SET TASKS:
1. In the duality-mapping excerpt, what makes a general closed-form expression for the duality mapping of the induced norm intractable?
2. Print the part of the duality-mapping excerpt that begins at the words "All formulas below" and stops after "where $1/q + 1/q' = 1$.".

TEXT EXCERPT:
===

All formulas below are derived by finding $J(A)$ that achieves the supremum in the definition of the dual norm: $\Vert A \Vert_\ast = \sup_{\Vert X \Vert=1} \langle A, X \rangle_F$.

1. Vector-induced $\ell_p \to \ell_q$ Operator Norms

The duality mapping $J_{\ell_p \to \ell_q}(A)$ for the induced norm $\Vert \cdot \Vert_{\ell_p \to \ell_q}$ is an element of the subgradient of its dual norm, $\Vert \cdot \Vert_{\ell_p \to \ell_q}^\ast$. As we saw, this dual norm has a complex variational form, making a general closed-form expression for the duality mapping intractable. However, we can characterize it for specific cases.

Rank-One Case:

Norm: For a rank-one matrix $A = vu^\top$, where $u \in \mathbb{R}^n, v \in \mathbb{R}^m$.
Dual Norm: $\Vert A \Vert_{\ell_p \to \ell_q}^\ast = \Vert u \Vert_p \Vert v \Vert_{q'}$, where $1/q + 1/q' = 1$.
Duality Mapping: $J_{\ell_p \to \ell_q}(A) = s_v s_u^\top$, where $s_u$ is a dual vector to $u$ (w.r.t. the $\ell_p$ norm) and $s_v$ is a dual vector to $v$ (w.r.t. the $\ell_{q'}$ norm). Specifically:
- $s_u \in \mathbb{R}^n$ satisfies $\Vert s_u \Vert_{p'} = 1$ and $s_u^\top u = \Vert u \Vert_p$.
- $s_v \in \mathbb{R}^m$ satisfies $\Vert s_v \_q = 1$ and $s_v^\top v = \Vert v \Vert_{q'}$.
For $1 < p, q' < \infty$, these dual vectors are unique and given by: $s_u = \frac{\mathrm{sign}(u) \odot \vert u\vert ^{p-1}}{\Vert u \Vert_p^{p-1}} \quad \text{and} \quad s_v = \frac{\mathrm{sign}(v) \odot \vert v\vert ^{q'-1}}{\Vert v \Vert_{q'}^{q'-1}}$ where the operations are element-wise.

Special Operator Norms:

Max Column Sum ($\ell_1 \to \ell_1$):
- Let $i_0$ be the index of a row of $A$ with the maximum absolute row sum (this corresponds to the dual norm, $\Vert A \Vert_{\infty \to \infty}$).
- A duality mapping for $\Vert \cdot \Vert_{\ell_1 \to \ell_1}$ at $A$ is the matrix $J(A)$ which is zero everywhere except for row $i_0$, which is set to $\mathrm{sign}(A_{i_0, :})$.

===

DATA PROVIDED:
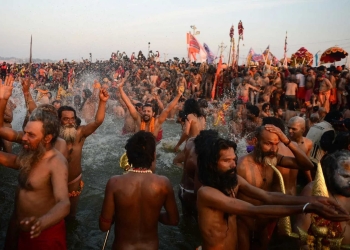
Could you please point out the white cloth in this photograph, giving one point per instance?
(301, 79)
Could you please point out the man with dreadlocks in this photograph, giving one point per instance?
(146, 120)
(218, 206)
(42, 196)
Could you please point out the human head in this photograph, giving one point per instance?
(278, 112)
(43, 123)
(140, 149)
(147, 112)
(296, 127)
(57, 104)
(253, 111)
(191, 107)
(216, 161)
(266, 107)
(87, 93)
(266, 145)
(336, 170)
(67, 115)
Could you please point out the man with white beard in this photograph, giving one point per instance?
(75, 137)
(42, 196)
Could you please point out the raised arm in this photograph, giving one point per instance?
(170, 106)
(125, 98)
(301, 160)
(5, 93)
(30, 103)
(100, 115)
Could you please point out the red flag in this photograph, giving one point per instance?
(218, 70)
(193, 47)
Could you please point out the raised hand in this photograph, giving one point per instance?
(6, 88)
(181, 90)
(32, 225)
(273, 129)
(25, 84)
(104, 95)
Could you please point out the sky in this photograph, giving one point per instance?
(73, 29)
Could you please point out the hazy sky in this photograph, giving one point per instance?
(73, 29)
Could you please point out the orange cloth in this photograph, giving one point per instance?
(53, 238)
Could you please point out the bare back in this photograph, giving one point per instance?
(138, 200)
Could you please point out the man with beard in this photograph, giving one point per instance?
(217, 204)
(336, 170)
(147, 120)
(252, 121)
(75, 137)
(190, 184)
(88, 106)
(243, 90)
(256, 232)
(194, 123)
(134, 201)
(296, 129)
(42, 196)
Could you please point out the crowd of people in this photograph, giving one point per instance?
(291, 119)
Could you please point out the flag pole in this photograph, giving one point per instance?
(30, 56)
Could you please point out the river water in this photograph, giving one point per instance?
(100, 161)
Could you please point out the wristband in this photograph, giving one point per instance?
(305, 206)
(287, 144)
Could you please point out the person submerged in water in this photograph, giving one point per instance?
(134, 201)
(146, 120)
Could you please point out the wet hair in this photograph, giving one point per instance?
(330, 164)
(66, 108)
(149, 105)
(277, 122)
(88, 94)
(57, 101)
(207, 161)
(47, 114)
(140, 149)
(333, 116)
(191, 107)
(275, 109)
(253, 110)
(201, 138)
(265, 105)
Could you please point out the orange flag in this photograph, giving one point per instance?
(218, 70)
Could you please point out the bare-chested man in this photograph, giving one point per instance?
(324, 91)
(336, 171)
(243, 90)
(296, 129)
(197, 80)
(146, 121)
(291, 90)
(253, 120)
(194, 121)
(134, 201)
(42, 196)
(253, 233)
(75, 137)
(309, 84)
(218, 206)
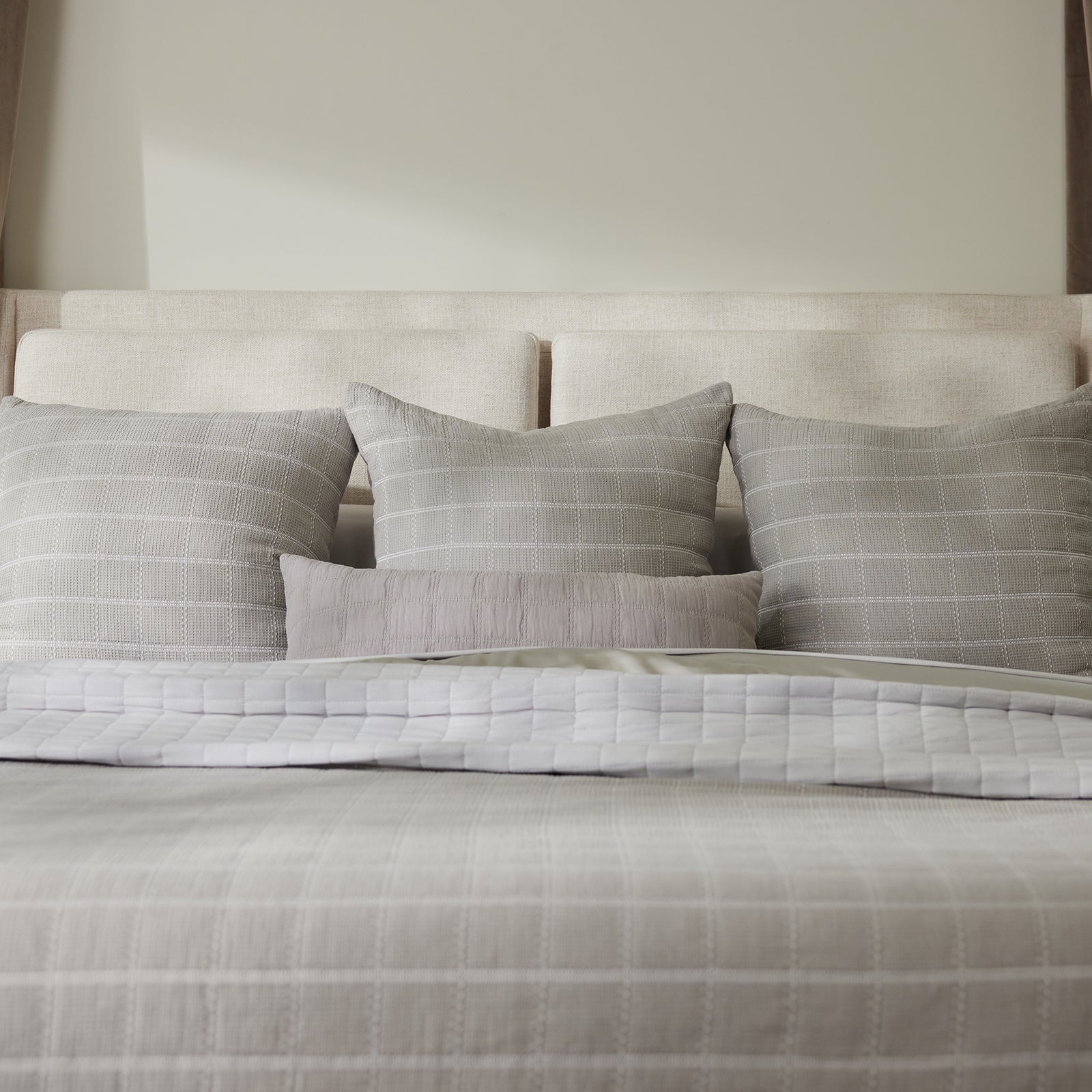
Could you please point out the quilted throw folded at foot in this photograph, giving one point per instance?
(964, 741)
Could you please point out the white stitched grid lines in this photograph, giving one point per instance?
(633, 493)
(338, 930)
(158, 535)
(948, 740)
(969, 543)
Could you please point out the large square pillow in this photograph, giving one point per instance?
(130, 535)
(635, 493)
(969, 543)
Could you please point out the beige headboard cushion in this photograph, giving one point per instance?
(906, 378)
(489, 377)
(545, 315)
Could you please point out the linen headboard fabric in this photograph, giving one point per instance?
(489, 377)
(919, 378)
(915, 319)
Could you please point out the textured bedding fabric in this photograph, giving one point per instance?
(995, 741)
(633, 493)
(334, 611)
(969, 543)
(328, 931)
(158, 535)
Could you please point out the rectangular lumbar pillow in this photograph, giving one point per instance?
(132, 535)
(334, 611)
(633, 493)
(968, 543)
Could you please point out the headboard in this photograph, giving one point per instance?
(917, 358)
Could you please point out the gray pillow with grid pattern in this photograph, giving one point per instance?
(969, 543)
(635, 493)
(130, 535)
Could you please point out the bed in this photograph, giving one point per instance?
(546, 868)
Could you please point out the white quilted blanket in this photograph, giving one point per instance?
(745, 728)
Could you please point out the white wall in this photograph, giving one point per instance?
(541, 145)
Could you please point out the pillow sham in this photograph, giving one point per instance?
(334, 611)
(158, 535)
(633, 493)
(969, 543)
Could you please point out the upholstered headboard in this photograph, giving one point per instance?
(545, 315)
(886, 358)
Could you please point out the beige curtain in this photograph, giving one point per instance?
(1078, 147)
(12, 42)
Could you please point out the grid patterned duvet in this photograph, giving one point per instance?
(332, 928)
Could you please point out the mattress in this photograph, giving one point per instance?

===

WRITTEN ANSWERS:
1. The dual norm has a complex variational form.

2.
All formulas below are derived by finding $J(A)$ that achieves the supremum in the definition of the dual norm: $\Vert A \Vert_\ast = \sup_{\Vert X \Vert=1} \langle A, X \rangle_F$.

1. Vector-induced $\ell_p \to \ell_q$ Operator Norms

The duality mapping $J_{\ell_p \to \ell_q}(A)$ for the induced norm $\Vert \cdot \Vert_{\ell_p \to \ell_q}$ is an element of the subgradient of its dual norm, $\Vert \cdot \Vert_{\ell_p \to \ell_q}^\ast$. As we saw, this dual norm has a complex variational form, making a general closed-form expression for the duality mapping intractable. However, we can characterize it for specific cases.

Rank-One Case:

Norm: For a rank-one matrix $A = vu^\top$, where $u \in \mathbb{R}^n, v \in \mathbb{R}^m$.
Dual Norm: $\Vert A \Vert_{\ell_p \to \ell_q}^\ast = \Vert u \Vert_p \Vert v \Vert_{q'}$, where $1/q + 1/q' = 1$.